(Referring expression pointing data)
================
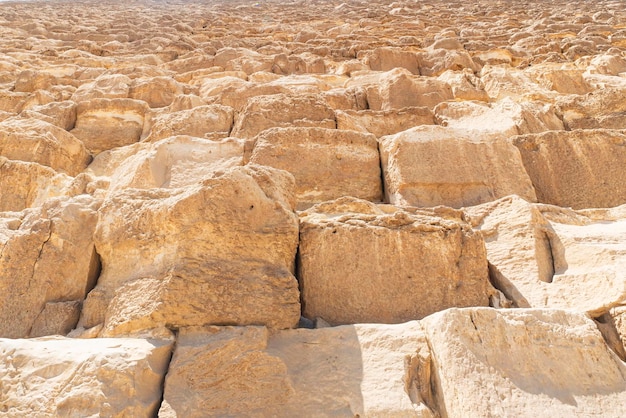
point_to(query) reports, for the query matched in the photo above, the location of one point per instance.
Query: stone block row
(458, 362)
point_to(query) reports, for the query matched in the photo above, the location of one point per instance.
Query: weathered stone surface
(433, 165)
(102, 124)
(542, 256)
(365, 370)
(172, 162)
(50, 377)
(156, 91)
(61, 114)
(40, 142)
(398, 89)
(579, 169)
(106, 86)
(465, 85)
(384, 122)
(602, 108)
(220, 251)
(25, 184)
(210, 121)
(326, 163)
(280, 110)
(361, 262)
(46, 255)
(522, 362)
(385, 59)
(506, 117)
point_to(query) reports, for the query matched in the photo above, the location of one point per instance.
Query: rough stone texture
(506, 117)
(433, 165)
(156, 91)
(398, 88)
(51, 377)
(173, 162)
(34, 244)
(579, 169)
(601, 108)
(220, 251)
(212, 122)
(169, 102)
(365, 370)
(525, 362)
(543, 256)
(25, 184)
(384, 122)
(40, 142)
(102, 124)
(280, 110)
(326, 163)
(361, 262)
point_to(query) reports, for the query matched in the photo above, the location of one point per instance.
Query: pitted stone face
(205, 176)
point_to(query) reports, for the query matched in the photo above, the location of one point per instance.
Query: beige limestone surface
(155, 158)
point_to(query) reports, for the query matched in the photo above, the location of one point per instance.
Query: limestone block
(326, 163)
(436, 61)
(106, 86)
(561, 78)
(503, 81)
(56, 318)
(361, 262)
(31, 80)
(12, 101)
(522, 362)
(578, 169)
(220, 251)
(177, 161)
(102, 124)
(505, 117)
(61, 114)
(37, 141)
(51, 377)
(602, 108)
(385, 59)
(47, 255)
(434, 165)
(156, 91)
(384, 122)
(465, 85)
(237, 96)
(210, 121)
(399, 89)
(364, 370)
(281, 110)
(24, 184)
(541, 256)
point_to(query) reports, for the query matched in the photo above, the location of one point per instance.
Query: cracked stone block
(46, 255)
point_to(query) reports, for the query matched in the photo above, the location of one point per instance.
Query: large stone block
(326, 163)
(102, 124)
(52, 377)
(578, 169)
(40, 142)
(434, 165)
(221, 251)
(523, 362)
(282, 110)
(384, 122)
(26, 184)
(398, 89)
(210, 121)
(46, 255)
(543, 256)
(359, 370)
(361, 262)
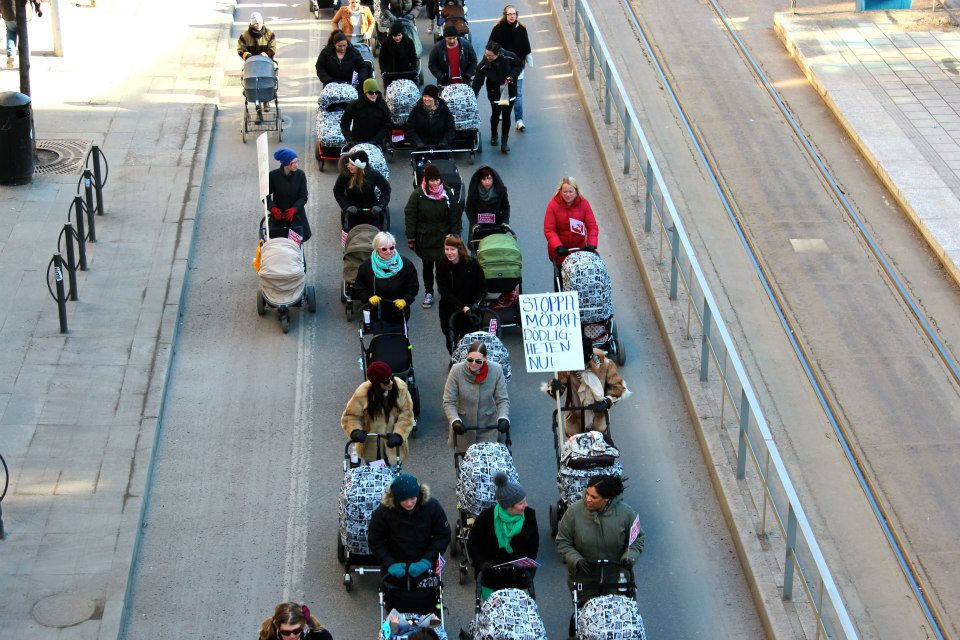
================
The problem> The reply should repeat the data in full, exactly as given, and contain no pictures.

Response below>
point_to(query) reports, for the query matched in the photo above, the location of one point per instance.
Query: stone block row
(458, 362)
point_to(query) reports, for the query matched in the photo above, the location of one point per instance.
Query: weathered stone surface
(433, 165)
(102, 124)
(542, 256)
(365, 370)
(172, 162)
(50, 377)
(156, 91)
(61, 114)
(40, 142)
(398, 89)
(579, 169)
(106, 86)
(465, 85)
(384, 122)
(602, 108)
(220, 251)
(25, 184)
(210, 121)
(326, 163)
(280, 110)
(361, 262)
(46, 255)
(522, 362)
(385, 59)
(506, 117)
point_to(query) reports, for the query matched in the photo above, the location of one point per instance.
Query: rough stone texture
(506, 117)
(433, 165)
(156, 91)
(398, 88)
(51, 377)
(173, 162)
(34, 244)
(579, 169)
(601, 108)
(220, 251)
(212, 122)
(169, 102)
(365, 370)
(525, 362)
(543, 256)
(25, 184)
(384, 122)
(40, 142)
(102, 124)
(280, 110)
(326, 163)
(361, 262)
point_to(query) reports, for the query matched in the photo above, the location of one point per instance.
Query: pitted stone face
(205, 176)
point_to(query) reports, for the query matched in the photo above, the location of one point per instance.
Query: beige limestone surface
(155, 158)
point_to(query) reports, for the query matched in the photo above, the location of one point per instance.
Query: limestone block
(326, 163)
(436, 61)
(106, 86)
(561, 78)
(503, 81)
(56, 318)
(361, 262)
(31, 80)
(12, 101)
(522, 362)
(578, 169)
(220, 251)
(177, 161)
(102, 124)
(505, 117)
(61, 114)
(37, 141)
(51, 377)
(602, 108)
(385, 59)
(47, 255)
(434, 165)
(156, 91)
(384, 122)
(465, 85)
(237, 96)
(210, 121)
(399, 89)
(364, 370)
(281, 110)
(24, 184)
(541, 256)
point_to(query) reports, for the query matched in the photo above, the location of one point per instance.
Query: cracked stone block
(46, 255)
point_to(query) reports, for the query matched in the photo above, the location of one point per instance.
Query: large stone block
(326, 163)
(102, 124)
(52, 377)
(578, 169)
(40, 142)
(434, 165)
(221, 251)
(523, 362)
(282, 110)
(384, 122)
(26, 184)
(398, 89)
(210, 121)
(46, 255)
(543, 256)
(359, 370)
(361, 262)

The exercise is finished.